* **TEXTO DEL EJERCICIO**:
En el polo opuesto se halla el antinomianismo, el rechazo de toda norma o principio que regule el comportamiento ético, la sustitución de la teonomía por la autonomía individual. Si la verdadera espiritualidad fluye de la gracia de Dios -se dice-, no importa lo que hagamos. Éste era el postulado teológico de algunos contemporáneos de Pablo, La gracia sobreabundó cuando el pecado había crecido; perseveremos, pues, en el pecado para que la gracia crezca (Ro. 5:20; 6:1). Pero ese concepto rasputiniano de la gracia es una corrupción maligna de la enseñanza bíblica. Es una exaltación de la “gracia barata” que tan agudamente describió Bonhoeffer. No denota mayor conocimiento de la libertad cristiana o más elevada espiritualidad, sino incomprensión total del Evangelio y esclavitud bajo la tiranía de la carne.

El sentimentalismo. En cuarto y último lugar, hemos de referirnos a la “versión sentimental” de la espiritualidad, en la que ocupan lugar prioritario -a veces exclusivo- las emociones. Puede incluir el elemento contemplativo con cierta tendencia al misticismo. Por supuesto, no debe excluirse el factor sentimental; pero si éste predomina hasta el punto de excluir la función del entendimiento en la experiencia de la fe, el resultado puede ser la superficialidad y la inestabilidad espiritual.

Motivos ocultos en la falsa espiritualidad

Cualesquiera que sean las formas de superespiritualidad, existe un rasgo común a todas: el anhelo obsesivo, casi neurótico, de perfección, tanto en la vida personal como en la de la comunidad eclesial. Ignorando la totalidad de la enseñanza bíblica sobre la santificación, con su tensión entre el ya y el todavía no, se sueña con una utopía espiritual que sólo se hará realidad cuando Cristo glorifique a su Iglesia en su parusía. Ante la imposibilidad de alcanzar la perfección en su sentido profundo, pleno, a menudo se recurre al subterfugio de incrementar los ejercicios de una piedad externa, legalista, con la misma escrupulosidad de aquel campesino ruso que, tomando al pie de la letra lo de Orad sin cesar, repetía la oración del publicano (Dios, sé propicio a mí, pecador) siete mil veces al día. Al final, la experiencia del perfeccionista suele ser la desilusión y la consiguiente postración espiritual.

* **MATERIAL DE ESTUDIO**:
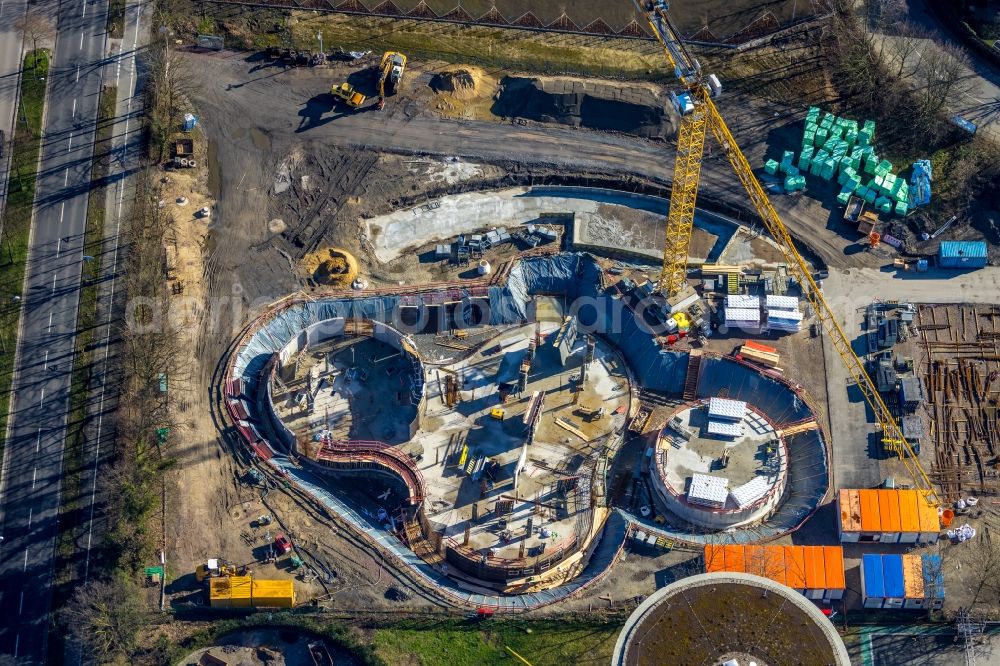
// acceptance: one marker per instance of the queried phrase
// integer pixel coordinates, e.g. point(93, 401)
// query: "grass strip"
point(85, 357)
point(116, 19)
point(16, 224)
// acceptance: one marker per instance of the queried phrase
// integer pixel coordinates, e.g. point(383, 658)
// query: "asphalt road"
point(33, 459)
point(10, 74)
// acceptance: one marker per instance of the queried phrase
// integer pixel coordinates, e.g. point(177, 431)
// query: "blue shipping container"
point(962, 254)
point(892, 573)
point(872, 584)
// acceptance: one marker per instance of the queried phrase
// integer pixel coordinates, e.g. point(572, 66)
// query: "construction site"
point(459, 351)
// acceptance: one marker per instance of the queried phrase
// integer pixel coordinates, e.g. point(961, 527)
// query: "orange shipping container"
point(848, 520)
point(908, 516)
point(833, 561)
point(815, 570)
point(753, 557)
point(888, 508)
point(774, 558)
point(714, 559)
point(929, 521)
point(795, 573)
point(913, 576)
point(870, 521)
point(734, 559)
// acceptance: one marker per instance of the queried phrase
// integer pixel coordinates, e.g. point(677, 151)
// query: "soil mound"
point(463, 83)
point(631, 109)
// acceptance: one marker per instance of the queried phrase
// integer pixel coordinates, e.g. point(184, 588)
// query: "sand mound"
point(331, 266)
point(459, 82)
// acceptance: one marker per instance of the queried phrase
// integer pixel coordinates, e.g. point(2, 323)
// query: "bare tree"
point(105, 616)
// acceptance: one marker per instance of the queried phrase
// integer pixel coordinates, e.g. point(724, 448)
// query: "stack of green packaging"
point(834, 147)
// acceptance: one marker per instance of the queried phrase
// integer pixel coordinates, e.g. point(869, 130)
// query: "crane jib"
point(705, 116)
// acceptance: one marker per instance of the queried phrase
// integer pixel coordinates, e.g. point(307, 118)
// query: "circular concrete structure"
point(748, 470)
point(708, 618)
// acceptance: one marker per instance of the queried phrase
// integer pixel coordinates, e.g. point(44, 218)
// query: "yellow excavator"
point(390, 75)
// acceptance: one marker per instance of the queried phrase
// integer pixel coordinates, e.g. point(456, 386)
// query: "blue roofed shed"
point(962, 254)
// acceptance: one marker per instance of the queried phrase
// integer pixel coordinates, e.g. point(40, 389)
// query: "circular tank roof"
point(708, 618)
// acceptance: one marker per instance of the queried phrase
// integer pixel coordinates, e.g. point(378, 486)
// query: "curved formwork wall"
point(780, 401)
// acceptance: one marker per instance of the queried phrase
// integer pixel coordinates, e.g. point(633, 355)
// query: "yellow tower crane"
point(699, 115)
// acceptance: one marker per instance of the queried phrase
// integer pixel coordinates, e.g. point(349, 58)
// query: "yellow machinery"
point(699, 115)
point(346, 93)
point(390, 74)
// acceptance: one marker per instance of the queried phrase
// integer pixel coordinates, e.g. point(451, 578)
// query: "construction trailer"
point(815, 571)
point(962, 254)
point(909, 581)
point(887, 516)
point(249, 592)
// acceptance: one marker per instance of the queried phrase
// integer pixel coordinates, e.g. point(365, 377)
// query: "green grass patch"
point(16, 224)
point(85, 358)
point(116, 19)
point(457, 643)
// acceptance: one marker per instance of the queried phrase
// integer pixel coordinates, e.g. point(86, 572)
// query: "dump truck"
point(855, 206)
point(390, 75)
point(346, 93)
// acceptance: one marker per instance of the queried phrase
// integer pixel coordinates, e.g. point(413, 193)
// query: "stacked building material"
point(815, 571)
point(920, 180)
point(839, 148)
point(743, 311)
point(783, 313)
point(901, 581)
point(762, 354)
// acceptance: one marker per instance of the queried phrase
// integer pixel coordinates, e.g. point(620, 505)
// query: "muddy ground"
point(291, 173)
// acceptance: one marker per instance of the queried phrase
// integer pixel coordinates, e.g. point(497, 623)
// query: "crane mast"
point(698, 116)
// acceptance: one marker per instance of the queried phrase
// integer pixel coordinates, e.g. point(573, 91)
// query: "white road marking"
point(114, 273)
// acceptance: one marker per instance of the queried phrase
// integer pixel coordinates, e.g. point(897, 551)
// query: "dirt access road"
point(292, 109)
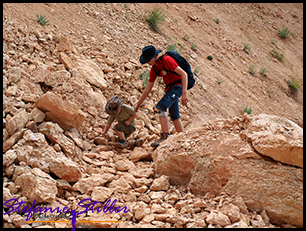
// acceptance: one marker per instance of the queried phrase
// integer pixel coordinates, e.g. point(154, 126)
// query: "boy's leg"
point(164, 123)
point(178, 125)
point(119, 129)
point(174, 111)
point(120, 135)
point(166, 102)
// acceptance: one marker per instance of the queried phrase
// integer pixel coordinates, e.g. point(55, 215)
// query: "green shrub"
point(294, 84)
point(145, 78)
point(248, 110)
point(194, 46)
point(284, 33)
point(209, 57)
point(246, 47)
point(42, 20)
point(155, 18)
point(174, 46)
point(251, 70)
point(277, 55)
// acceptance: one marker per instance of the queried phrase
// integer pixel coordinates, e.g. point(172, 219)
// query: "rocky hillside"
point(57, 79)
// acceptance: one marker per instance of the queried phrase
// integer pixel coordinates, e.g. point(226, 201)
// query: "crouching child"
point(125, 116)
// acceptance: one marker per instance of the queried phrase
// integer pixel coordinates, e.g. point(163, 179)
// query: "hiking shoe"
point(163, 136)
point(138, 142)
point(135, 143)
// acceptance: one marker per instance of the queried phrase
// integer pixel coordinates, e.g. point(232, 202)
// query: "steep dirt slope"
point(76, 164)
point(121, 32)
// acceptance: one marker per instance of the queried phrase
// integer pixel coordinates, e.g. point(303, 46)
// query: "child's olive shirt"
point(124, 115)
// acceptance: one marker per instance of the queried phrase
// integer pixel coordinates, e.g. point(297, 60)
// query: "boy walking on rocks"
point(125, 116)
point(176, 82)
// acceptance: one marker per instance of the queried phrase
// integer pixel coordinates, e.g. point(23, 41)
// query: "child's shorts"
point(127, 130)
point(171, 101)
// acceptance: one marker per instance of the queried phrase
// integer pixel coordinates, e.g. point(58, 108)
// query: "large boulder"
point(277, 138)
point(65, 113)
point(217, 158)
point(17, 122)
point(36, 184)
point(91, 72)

* **EJERCICIOS POR RESOLVER**:
• A. Indica si cada afirmación coincide con el texto sobre la falsa espiritualidad y justifica tu respuesta con las palabras exactas del texto: (i) el antinomianismo sustituye la teonomía por la autonomía individual; (ii) el factor sentimental debe excluirse por completo de la espiritualidad; (iii) el campesino ruso repetía la oración del publicano siete mil veces al día.
• B. Escribe la continuación del texto sobre la falsa espiritualidad a partir de su última oración.

* **RESULTADOS DEL EJERCICIO**:
• A.
(i) Sí: «la sustitución de la teonomía por la autonomía individual».
(ii) No: «Por supuesto, no debe excluirse el factor sentimental».
(iii) Sí: «repetía la oración del publicano (Dios, sé propicio a mí, pecador) siete mil veces al día».

• B.
No menos grave es otro de los rasgos que por lo general se observa en los “campeones” de la espiritualidad: el orgullo, aunque éste sea inconsciente. Por encima del hombro miran despectivamente a los pobres cristianos de segunda que no han alcanzado las alturas espirituales a que ellos han llegado. Piensan que seguramente ellos están destinados a ser pocos, pero ven en su corto número un signo de calidad espiritual: “Cuantos menos, mejores”. Posiblemente incluso algunos pastores, partícipes de esas ideas, se alegrarían de que un gran número de miembros abandonara la iglesia, pues serían los poco espirituales, rémora del “resto fiel”. Perdiendo de vista su responsabilidad para con todo el rebaño, incluidas las ovejas débiles y las perniquebradas, se han erigido en jueces de sus hermanos y los han condenado sin compasión. Parecen haber olvidado textos como No quebrará la caña cascada ni apagará el pábilo que humea (Mt. 12:20) o La misericordia triunfa sobre el juicio (Stg. 2:13). Añádase a esto la posibilidad de que los creyentes etiquetados como “pocos espirituales” vivan en un plano de espiritualidad más sano que el de los pretendidos líderes de la piedad y nos percataremos de lo ridículo que puede llegar a ser una espiritualidad mal entendida. Por otro lado, las actitudes de superioridad espiritual contribuyen no poco a la división de iglesias y hunden a muchos de sus miembros en el desaliento y la frustración.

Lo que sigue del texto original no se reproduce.